Mosè, ritratto di un legislatore
di Jacques Briend *
Fornire un ritratto di Mosè è un’opera rischiosa: non possediamo per crearlo che i soli elementi fornitici dalla Bibbia. Già vent’anni fa, R. Martin-Achard, un grande specialista dell’Antico Testamento, scriveva: «Esistono tanti ritratti di Mosè quanti sono gli autori che gli hanno dedicato uno studio». Può lo storico tracciarne una figura più obiettiva dopo aver esaminato tutti i testi che parlano di Mosè? Non è sicuro, perché è difficile ritrovare i momenti qualificanti di un’esistenza che una ricca tradizione ci presenta sotto molteplici prospettive.
Se non si considera il nome stesso di Mosè, che è molto probabilmente di origine egizia, si conoscono poche cose sul personaggio e sull'inizio della sua esistenza. Certamente si potrebbe citare qui il capitolo 2 del libro dell'Esodo che rievoca brevemente la sua infanzia e la sua adozione da parte della figlia del Faraone (Es 2,1-10). Un tale racconto non fa che tradurre secondo le categorie di pensiero degli antichi il singolare destino di Mosè e il ruolo della provvidenza divina, oltre al fatto che l'esposizione si modella su racconti dell'infanzia come quello di Sargon di Akkad, re mesopotamico (2334-2279 a.C.) che la madre aveva affidato al fiume in una cesta di vimini.

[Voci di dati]

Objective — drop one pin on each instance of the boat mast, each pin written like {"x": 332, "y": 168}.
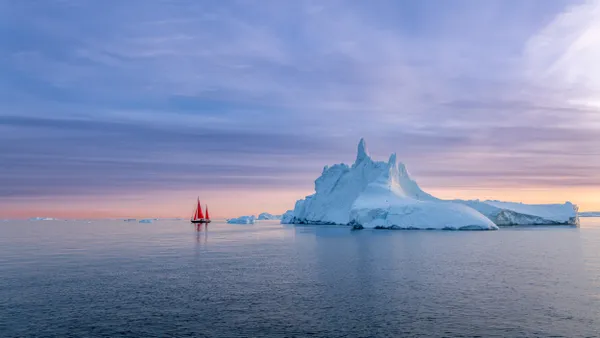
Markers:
{"x": 200, "y": 214}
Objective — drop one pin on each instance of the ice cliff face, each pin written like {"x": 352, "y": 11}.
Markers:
{"x": 268, "y": 216}
{"x": 374, "y": 194}
{"x": 242, "y": 220}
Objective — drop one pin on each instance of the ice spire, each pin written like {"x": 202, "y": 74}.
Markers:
{"x": 362, "y": 151}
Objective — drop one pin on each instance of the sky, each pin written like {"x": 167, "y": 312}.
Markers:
{"x": 134, "y": 108}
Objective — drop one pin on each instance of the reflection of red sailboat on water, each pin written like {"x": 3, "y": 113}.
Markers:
{"x": 198, "y": 216}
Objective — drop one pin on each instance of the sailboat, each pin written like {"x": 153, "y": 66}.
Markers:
{"x": 198, "y": 216}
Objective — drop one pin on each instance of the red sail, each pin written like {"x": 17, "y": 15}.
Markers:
{"x": 200, "y": 214}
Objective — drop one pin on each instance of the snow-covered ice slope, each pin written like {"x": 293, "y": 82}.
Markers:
{"x": 287, "y": 217}
{"x": 374, "y": 194}
{"x": 268, "y": 216}
{"x": 589, "y": 214}
{"x": 510, "y": 213}
{"x": 242, "y": 220}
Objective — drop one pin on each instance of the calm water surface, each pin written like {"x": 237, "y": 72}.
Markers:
{"x": 120, "y": 279}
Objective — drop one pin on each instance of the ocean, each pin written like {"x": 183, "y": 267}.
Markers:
{"x": 166, "y": 279}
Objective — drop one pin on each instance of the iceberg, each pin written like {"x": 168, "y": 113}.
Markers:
{"x": 242, "y": 220}
{"x": 287, "y": 217}
{"x": 511, "y": 213}
{"x": 42, "y": 219}
{"x": 268, "y": 216}
{"x": 381, "y": 195}
{"x": 373, "y": 194}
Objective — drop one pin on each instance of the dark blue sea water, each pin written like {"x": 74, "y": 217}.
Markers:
{"x": 119, "y": 279}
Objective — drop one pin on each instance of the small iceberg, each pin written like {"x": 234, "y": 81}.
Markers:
{"x": 242, "y": 220}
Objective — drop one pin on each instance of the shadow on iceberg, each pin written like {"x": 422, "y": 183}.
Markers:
{"x": 382, "y": 195}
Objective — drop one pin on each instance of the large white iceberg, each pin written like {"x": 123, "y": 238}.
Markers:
{"x": 375, "y": 194}
{"x": 584, "y": 214}
{"x": 242, "y": 220}
{"x": 287, "y": 217}
{"x": 268, "y": 216}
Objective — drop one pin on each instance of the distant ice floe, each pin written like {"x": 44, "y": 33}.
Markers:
{"x": 382, "y": 195}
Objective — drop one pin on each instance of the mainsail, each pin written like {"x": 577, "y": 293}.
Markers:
{"x": 199, "y": 214}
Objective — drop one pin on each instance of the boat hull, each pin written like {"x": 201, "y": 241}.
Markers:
{"x": 200, "y": 221}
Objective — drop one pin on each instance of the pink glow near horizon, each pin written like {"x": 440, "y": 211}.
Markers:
{"x": 225, "y": 204}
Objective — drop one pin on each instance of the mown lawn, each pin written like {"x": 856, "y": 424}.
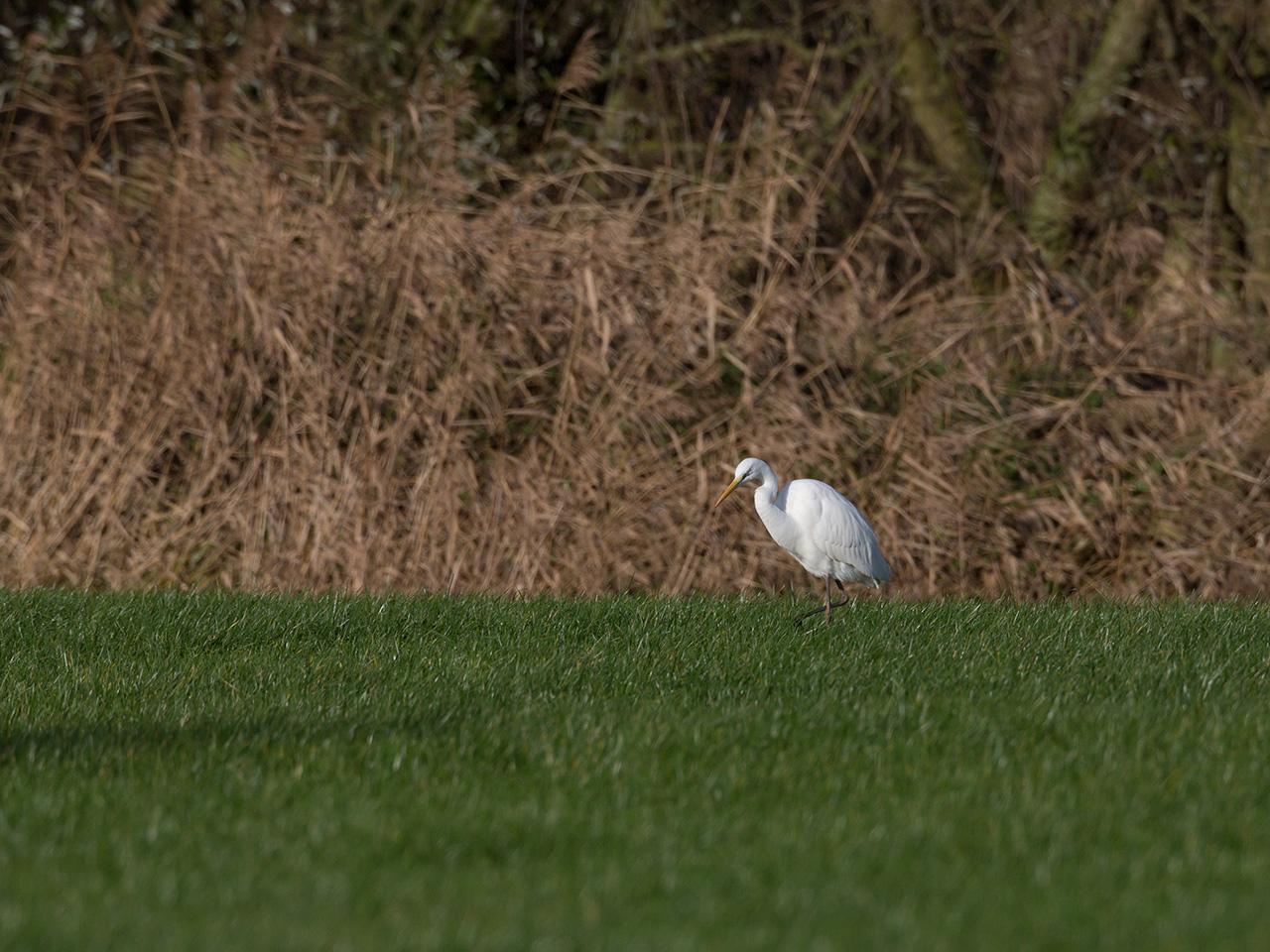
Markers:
{"x": 212, "y": 771}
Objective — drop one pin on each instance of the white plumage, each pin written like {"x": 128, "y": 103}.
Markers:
{"x": 816, "y": 525}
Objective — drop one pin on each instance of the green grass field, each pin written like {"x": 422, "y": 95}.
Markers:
{"x": 217, "y": 772}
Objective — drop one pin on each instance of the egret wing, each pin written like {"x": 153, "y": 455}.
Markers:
{"x": 833, "y": 524}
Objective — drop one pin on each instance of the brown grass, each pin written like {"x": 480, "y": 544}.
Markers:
{"x": 236, "y": 358}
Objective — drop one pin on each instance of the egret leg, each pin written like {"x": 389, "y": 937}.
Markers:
{"x": 828, "y": 603}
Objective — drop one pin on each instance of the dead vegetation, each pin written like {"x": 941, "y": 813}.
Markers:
{"x": 231, "y": 354}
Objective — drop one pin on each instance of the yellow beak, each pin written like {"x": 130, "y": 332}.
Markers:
{"x": 728, "y": 492}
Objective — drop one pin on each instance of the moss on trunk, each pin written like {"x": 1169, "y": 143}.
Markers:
{"x": 929, "y": 93}
{"x": 1071, "y": 159}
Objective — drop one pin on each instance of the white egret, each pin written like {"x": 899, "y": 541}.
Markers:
{"x": 816, "y": 525}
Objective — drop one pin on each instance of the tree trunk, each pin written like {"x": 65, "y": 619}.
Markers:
{"x": 929, "y": 93}
{"x": 1071, "y": 159}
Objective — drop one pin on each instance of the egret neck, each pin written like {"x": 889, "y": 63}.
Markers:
{"x": 767, "y": 503}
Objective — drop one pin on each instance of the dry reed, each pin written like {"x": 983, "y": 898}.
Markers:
{"x": 241, "y": 359}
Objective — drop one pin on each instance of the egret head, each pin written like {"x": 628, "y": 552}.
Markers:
{"x": 748, "y": 470}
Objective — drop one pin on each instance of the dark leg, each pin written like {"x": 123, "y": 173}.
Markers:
{"x": 828, "y": 604}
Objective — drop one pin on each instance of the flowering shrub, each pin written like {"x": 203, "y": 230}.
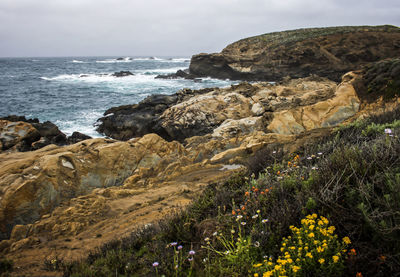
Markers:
{"x": 312, "y": 249}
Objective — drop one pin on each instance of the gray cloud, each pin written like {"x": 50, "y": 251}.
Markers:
{"x": 174, "y": 27}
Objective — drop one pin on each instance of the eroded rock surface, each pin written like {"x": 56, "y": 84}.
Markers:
{"x": 66, "y": 201}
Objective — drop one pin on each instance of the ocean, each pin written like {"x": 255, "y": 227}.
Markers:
{"x": 73, "y": 92}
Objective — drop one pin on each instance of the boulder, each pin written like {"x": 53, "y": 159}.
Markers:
{"x": 129, "y": 121}
{"x": 17, "y": 135}
{"x": 328, "y": 52}
{"x": 179, "y": 74}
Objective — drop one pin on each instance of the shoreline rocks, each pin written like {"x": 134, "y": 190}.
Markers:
{"x": 63, "y": 196}
{"x": 20, "y": 134}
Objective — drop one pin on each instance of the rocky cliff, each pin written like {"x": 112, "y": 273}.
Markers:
{"x": 65, "y": 201}
{"x": 328, "y": 52}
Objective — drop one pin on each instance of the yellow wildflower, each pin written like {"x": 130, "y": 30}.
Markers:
{"x": 295, "y": 268}
{"x": 267, "y": 274}
{"x": 335, "y": 258}
{"x": 346, "y": 240}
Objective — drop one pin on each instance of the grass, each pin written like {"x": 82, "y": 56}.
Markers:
{"x": 351, "y": 179}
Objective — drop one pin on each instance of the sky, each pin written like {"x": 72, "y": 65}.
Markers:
{"x": 35, "y": 28}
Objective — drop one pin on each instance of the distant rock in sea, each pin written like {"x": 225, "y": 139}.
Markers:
{"x": 20, "y": 134}
{"x": 122, "y": 74}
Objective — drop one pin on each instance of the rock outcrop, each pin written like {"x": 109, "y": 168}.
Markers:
{"x": 65, "y": 201}
{"x": 20, "y": 134}
{"x": 328, "y": 52}
{"x": 122, "y": 74}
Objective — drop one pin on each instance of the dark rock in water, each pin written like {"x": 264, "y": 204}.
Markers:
{"x": 23, "y": 134}
{"x": 129, "y": 121}
{"x": 15, "y": 118}
{"x": 51, "y": 132}
{"x": 379, "y": 79}
{"x": 327, "y": 52}
{"x": 122, "y": 74}
{"x": 77, "y": 137}
{"x": 179, "y": 74}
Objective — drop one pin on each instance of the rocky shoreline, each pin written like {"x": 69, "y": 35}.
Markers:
{"x": 327, "y": 52}
{"x": 68, "y": 195}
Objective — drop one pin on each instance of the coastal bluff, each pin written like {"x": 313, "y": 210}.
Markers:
{"x": 327, "y": 52}
{"x": 67, "y": 200}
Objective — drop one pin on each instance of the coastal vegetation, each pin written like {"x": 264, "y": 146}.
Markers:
{"x": 330, "y": 209}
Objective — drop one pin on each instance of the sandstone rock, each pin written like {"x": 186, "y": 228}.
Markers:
{"x": 231, "y": 127}
{"x": 331, "y": 112}
{"x": 29, "y": 134}
{"x": 77, "y": 137}
{"x": 19, "y": 135}
{"x": 20, "y": 232}
{"x": 122, "y": 74}
{"x": 328, "y": 52}
{"x": 34, "y": 183}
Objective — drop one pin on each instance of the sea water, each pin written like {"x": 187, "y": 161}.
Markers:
{"x": 73, "y": 92}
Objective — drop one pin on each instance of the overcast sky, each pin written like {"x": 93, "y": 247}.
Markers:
{"x": 167, "y": 27}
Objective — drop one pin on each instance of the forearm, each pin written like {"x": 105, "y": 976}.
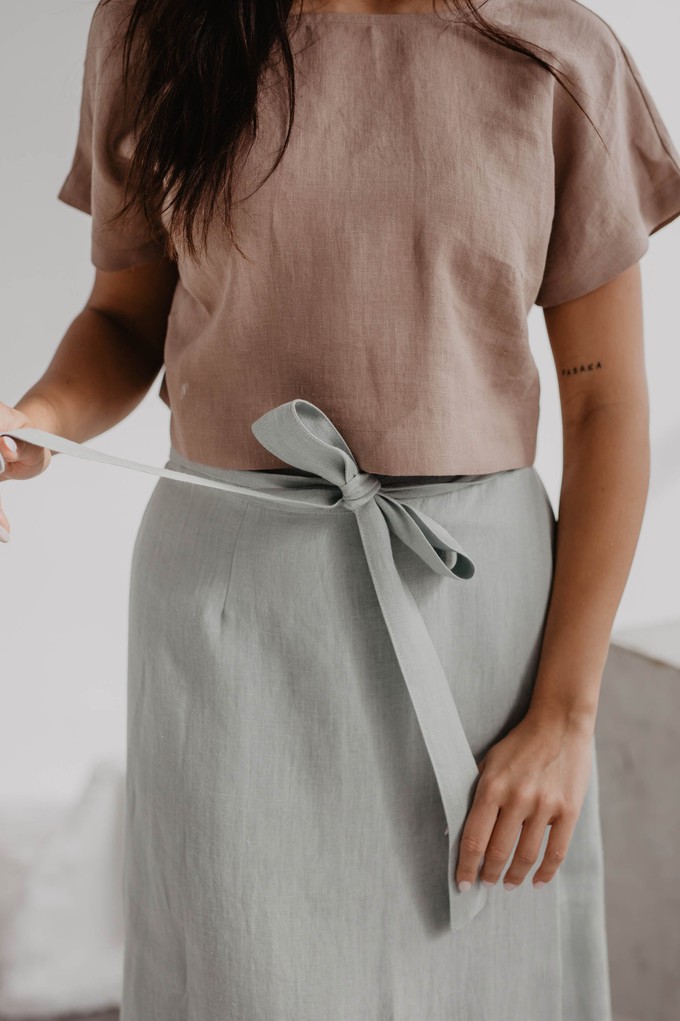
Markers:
{"x": 601, "y": 505}
{"x": 97, "y": 376}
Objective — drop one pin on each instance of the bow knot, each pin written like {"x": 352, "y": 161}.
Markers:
{"x": 359, "y": 490}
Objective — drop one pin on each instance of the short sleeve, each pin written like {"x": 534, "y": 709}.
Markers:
{"x": 95, "y": 182}
{"x": 606, "y": 204}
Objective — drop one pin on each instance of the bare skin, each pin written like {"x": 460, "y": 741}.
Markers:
{"x": 538, "y": 774}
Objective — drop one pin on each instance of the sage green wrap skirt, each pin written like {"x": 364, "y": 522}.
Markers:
{"x": 317, "y": 662}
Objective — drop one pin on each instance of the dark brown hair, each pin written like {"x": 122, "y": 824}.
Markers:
{"x": 197, "y": 66}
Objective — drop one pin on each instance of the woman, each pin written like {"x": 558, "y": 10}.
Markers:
{"x": 308, "y": 836}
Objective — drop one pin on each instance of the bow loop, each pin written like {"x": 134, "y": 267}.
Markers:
{"x": 304, "y": 437}
{"x": 359, "y": 490}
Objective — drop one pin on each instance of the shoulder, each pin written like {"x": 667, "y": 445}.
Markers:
{"x": 585, "y": 45}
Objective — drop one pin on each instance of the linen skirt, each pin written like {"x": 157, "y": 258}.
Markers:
{"x": 316, "y": 665}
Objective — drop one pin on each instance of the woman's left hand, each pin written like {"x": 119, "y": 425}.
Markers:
{"x": 534, "y": 777}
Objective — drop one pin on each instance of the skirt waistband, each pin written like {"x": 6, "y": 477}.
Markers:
{"x": 298, "y": 479}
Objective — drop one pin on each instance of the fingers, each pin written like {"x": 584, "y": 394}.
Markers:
{"x": 490, "y": 833}
{"x": 20, "y": 459}
{"x": 475, "y": 838}
{"x": 4, "y": 525}
{"x": 527, "y": 851}
{"x": 501, "y": 842}
{"x": 555, "y": 849}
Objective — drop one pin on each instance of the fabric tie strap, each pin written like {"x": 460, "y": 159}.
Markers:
{"x": 300, "y": 434}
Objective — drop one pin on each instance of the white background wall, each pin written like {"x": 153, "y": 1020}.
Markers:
{"x": 63, "y": 576}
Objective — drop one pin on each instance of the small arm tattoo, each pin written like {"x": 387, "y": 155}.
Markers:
{"x": 582, "y": 369}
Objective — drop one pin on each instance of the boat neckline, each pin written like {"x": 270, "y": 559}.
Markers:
{"x": 373, "y": 15}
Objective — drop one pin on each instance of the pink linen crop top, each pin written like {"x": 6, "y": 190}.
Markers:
{"x": 435, "y": 188}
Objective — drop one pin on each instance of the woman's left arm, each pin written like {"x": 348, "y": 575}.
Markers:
{"x": 538, "y": 774}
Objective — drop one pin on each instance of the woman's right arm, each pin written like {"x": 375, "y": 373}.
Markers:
{"x": 102, "y": 369}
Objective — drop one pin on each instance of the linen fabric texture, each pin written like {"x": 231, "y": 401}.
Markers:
{"x": 435, "y": 188}
{"x": 286, "y": 842}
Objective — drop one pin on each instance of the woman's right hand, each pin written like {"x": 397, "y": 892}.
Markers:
{"x": 21, "y": 460}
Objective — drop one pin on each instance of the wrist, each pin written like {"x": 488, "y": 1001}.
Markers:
{"x": 40, "y": 410}
{"x": 568, "y": 718}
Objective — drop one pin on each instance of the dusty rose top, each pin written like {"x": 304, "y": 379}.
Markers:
{"x": 436, "y": 186}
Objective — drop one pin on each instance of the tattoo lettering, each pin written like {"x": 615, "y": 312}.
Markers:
{"x": 582, "y": 369}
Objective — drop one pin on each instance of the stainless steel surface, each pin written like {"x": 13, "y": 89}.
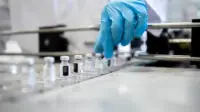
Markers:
{"x": 96, "y": 28}
{"x": 180, "y": 40}
{"x": 173, "y": 25}
{"x": 145, "y": 57}
{"x": 133, "y": 89}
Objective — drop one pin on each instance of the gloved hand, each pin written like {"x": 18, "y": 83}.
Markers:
{"x": 121, "y": 21}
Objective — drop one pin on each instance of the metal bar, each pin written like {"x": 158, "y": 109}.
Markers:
{"x": 96, "y": 28}
{"x": 42, "y": 54}
{"x": 145, "y": 57}
{"x": 173, "y": 25}
{"x": 169, "y": 58}
{"x": 180, "y": 40}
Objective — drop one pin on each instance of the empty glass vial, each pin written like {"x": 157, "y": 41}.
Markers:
{"x": 31, "y": 72}
{"x": 64, "y": 66}
{"x": 49, "y": 71}
{"x": 89, "y": 63}
{"x": 99, "y": 63}
{"x": 78, "y": 64}
{"x": 114, "y": 60}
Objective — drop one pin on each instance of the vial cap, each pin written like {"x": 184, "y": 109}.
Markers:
{"x": 98, "y": 55}
{"x": 49, "y": 59}
{"x": 89, "y": 55}
{"x": 78, "y": 57}
{"x": 30, "y": 61}
{"x": 62, "y": 58}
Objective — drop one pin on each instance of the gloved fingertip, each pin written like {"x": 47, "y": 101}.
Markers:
{"x": 124, "y": 43}
{"x": 108, "y": 55}
{"x": 98, "y": 50}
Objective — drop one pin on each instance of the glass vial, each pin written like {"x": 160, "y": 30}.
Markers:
{"x": 64, "y": 66}
{"x": 31, "y": 72}
{"x": 99, "y": 63}
{"x": 49, "y": 72}
{"x": 78, "y": 64}
{"x": 89, "y": 63}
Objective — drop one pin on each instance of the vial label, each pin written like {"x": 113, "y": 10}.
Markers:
{"x": 76, "y": 67}
{"x": 65, "y": 70}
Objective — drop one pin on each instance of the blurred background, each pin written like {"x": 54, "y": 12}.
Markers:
{"x": 33, "y": 14}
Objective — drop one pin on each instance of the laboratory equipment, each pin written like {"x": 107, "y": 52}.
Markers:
{"x": 65, "y": 66}
{"x": 78, "y": 64}
{"x": 89, "y": 63}
{"x": 49, "y": 70}
{"x": 99, "y": 64}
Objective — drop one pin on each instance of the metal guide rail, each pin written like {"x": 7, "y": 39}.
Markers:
{"x": 178, "y": 58}
{"x": 96, "y": 28}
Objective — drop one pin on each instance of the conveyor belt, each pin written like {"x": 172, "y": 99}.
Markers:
{"x": 96, "y": 28}
{"x": 133, "y": 89}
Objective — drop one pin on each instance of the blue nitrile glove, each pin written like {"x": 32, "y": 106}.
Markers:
{"x": 121, "y": 21}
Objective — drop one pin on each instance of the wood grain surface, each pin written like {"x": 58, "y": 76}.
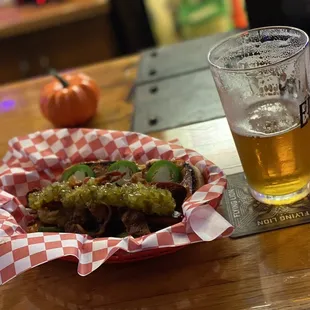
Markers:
{"x": 16, "y": 20}
{"x": 266, "y": 271}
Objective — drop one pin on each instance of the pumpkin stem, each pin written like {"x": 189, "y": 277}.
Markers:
{"x": 63, "y": 82}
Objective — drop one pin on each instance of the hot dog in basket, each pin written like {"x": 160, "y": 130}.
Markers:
{"x": 115, "y": 199}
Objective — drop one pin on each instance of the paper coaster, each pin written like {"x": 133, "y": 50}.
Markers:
{"x": 249, "y": 216}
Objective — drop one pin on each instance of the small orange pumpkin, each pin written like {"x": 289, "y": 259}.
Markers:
{"x": 70, "y": 100}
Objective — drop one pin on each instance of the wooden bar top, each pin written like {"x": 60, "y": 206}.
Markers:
{"x": 265, "y": 271}
{"x": 16, "y": 20}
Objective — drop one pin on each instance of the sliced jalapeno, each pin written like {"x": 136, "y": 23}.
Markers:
{"x": 163, "y": 171}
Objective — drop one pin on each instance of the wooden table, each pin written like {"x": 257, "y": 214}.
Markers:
{"x": 266, "y": 271}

§ ESERCIZI PROPOSTI
1 > Rispondi alle seguenti domande sul brano dedicato a Mosè:
(a) Quale specialista dell'Antico Testamento viene citato all'inizio?
(b) Di quale origine è molto probabilmente il nome di Mosè?
(c) Dove aveva affidato la madre il re mesopotamico Sargon di Akkad?
2 > Trascrivi fedelmente dal brano dedicato a Mosè il passo che inizia con le parole «Se non si considera» e si chiude con le parole «cesta di vimini.».
3 > Riassumi in due frasi il brano dedicato a Mosè.

§ SOLUZIONI COMPLETE
1 >
(a) R. Martin-Achard.
(b) Di origine egizia.
(c) Al fiume, in una cesta di vimini.

2 >
Se non si considera il nome stesso di Mosè, che è molto probabilmente di origine egizia, si conoscono poche cose sul personaggio e sull'inizio della sua esistenza. Certamente si potrebbe citare qui il capitolo 2 del libro dell'Esodo che rievoca brevemente la sua infanzia e la sua adozione da parte della figlia del Faraone (Es 2,1-10). Un tale racconto non fa che tradurre secondo le categorie di pensiero degli antichi il singolare destino di Mosè e il ruolo della provvidenza divina, oltre al fatto che l'esposizione si modella su racconti dell'infanzia come quello di Sargon di Akkad, re mesopotamico (2334-2279 a.C.) che la madre aveva affidato al fiume in una cesta di vimini.

3 > Tracciare un ritratto di Mosè è un'opera rischiosa, perché i soli elementi disponibili sono quelli forniti dalla Bibbia e una ricca tradizione lo presenta sotto molteplici prospettive. Sul personaggio e sull'inizio della sua esistenza si sa poco, e il racconto della sua infanzia e della sua adozione in Es 2,1-10 traduce il suo singolare destino secondo le categorie di pensiero degli antichi, modellandosi su racconti come quello di Sargon di Akkad.